(Source data)
══════════════════════════════
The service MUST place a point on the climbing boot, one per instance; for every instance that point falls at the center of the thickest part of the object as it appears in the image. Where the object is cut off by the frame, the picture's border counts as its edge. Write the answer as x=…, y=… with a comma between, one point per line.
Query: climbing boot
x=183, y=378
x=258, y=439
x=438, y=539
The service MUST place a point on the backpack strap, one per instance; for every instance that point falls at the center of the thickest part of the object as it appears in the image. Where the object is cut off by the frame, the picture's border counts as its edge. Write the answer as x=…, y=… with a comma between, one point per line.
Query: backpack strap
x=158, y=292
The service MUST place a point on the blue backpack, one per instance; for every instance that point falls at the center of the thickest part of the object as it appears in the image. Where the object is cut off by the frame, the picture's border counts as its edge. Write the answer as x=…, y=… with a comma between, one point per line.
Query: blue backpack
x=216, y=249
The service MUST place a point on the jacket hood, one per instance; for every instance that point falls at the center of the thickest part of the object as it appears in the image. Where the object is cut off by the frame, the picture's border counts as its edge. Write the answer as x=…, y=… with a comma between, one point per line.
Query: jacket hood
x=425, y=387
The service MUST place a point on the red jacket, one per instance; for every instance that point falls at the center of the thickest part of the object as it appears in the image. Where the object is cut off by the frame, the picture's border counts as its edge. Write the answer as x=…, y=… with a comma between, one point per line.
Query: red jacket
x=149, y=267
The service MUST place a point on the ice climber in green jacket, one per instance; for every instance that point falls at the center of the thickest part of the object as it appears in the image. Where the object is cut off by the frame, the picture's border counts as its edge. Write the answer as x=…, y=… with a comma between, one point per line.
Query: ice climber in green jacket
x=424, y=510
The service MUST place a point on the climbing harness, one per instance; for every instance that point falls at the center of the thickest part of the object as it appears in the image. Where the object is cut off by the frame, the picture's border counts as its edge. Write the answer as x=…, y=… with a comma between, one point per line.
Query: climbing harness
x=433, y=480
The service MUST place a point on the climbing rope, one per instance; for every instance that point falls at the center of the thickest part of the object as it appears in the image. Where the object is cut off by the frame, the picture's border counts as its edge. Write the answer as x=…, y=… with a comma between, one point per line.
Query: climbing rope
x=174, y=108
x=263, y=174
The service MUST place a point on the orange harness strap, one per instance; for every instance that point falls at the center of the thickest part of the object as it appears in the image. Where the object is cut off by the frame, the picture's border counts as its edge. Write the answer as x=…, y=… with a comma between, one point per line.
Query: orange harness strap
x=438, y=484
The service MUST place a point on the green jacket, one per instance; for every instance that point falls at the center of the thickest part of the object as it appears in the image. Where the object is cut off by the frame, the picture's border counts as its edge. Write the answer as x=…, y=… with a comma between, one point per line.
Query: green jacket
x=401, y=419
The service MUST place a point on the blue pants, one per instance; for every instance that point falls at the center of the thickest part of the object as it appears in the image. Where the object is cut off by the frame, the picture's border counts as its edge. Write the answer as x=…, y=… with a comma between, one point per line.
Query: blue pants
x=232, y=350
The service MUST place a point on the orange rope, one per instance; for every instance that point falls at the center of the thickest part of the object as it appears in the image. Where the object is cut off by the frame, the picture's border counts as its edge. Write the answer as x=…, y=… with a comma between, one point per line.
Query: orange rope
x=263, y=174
══════════════════════════════
Rewrite all of the data above as a numbered list, omitting any blank lines.

1. The service MUST place a point on the climbing boot, one per instance; for every instance that point falls at the center of the thickest part of the object as it appears in the image. Where the object is cut off by the frame, the picture's border counts as its edge. Write the answer as x=…, y=… with a comma between, one point per line.
2. Query: climbing boot
3. x=183, y=378
4. x=258, y=439
5. x=438, y=539
6. The service MUST place a point on the backpack strap, one per instance; for every instance that point falls at the center of the thickest part of the object as it appears in the image. Where the object is cut off by the frame, the picture's border counts as its edge. Write the answer as x=…, y=… with a comma between, one point per line.
7. Query: backpack strap
8. x=158, y=292
9. The service MUST place a point on the blue backpack, one per instance; for every instance that point falls at the center of the thickest part of the object as it appears in the image. Where the object is cut off by the frame, the picture's border counts as its edge. Write the answer as x=…, y=… with a comma between, one point per line.
10. Query: blue backpack
11. x=216, y=249
12. The service MUST place a point on the jacket hood, one per instance; for every instance that point falls at the center of the thickest part of the object as it appears in the image. Where the object is cut off by the frame, the picture's border counts as its edge. Write the answer as x=…, y=… with a comma between, one point per line.
13. Query: jacket hood
14. x=425, y=387
15. The service MUST place a point on the red jacket, one per instance; for every instance that point falls at the center of the thickest part of the object as it appears in the image. Where the object is cut off by the frame, the picture's border counts as its edge. Write the answer as x=…, y=… with a comma between, one point per line.
16. Query: red jacket
17. x=149, y=267
18. The service MUST place a point on the ice climber in green jacket, one per instance; for every instance that point falls at the center of the thickest part of the object as it appears in the image. Where the object is cut off by the frame, the picture's border counts as its edge. Write the answer as x=…, y=… with a comma between, one point per line.
19. Query: ice climber in green jacket
20. x=424, y=510
21. The service MUST place a point on the climbing harness, one per instance; for every instance that point falls at the center of the thickest part of the object as it appears in the image. Where the object is cut off by the frame, the picture's border counts as its edge. Write the answer as x=…, y=… with a comma between, one point per line.
22. Query: climbing harness
23. x=433, y=480
24. The service MUST place a point on the climbing rope, one per instance; for every instance that point falls at the center of the thickest part of the object as it appears in the image. Where the object is cut off by the frame, the picture's border counts as its edge. Write the answer as x=…, y=… with a comma between, one point per line.
25. Query: climbing rope
26. x=174, y=108
27. x=263, y=174
28. The service MUST place a point on the orange harness strap, one per instance; for every instance that point falls at the center of the thickest part of the object as it appears in the image. Where the object is cut off by the frame, the picture's border counts as its edge. Write the answer as x=…, y=… with a comma between, one point per line.
29. Query: orange harness strap
30. x=438, y=484
31. The service MUST place a point on the green jacket, one per instance; for every instance that point falls at the center of the thickest part of the object as it appears in the image. Where the object is cut off by the frame, the picture's border counts as its edge. Write the answer as x=…, y=… with a comma between, one point per line.
32. Query: green jacket
33. x=401, y=419
34. The service MUST place a point on the blue pants, one per instance; for every instance that point falls at the center of the thickest part of the object as it appears in the image. Where the object is cut off by the frame, the picture's border counts as its edge. Write the answer as x=…, y=… with a comma between, one point per line.
35. Query: blue pants
36. x=232, y=350
37. The service MUST place a point on the orange rope, one per instance; for every instance that point falls at the center of the thickest part of the object as it appears in the image. Where the object is cut off by the frame, the picture's border counts as its edge. Write the answer as x=…, y=… with a comma between, one point per line.
38. Query: orange rope
39. x=263, y=174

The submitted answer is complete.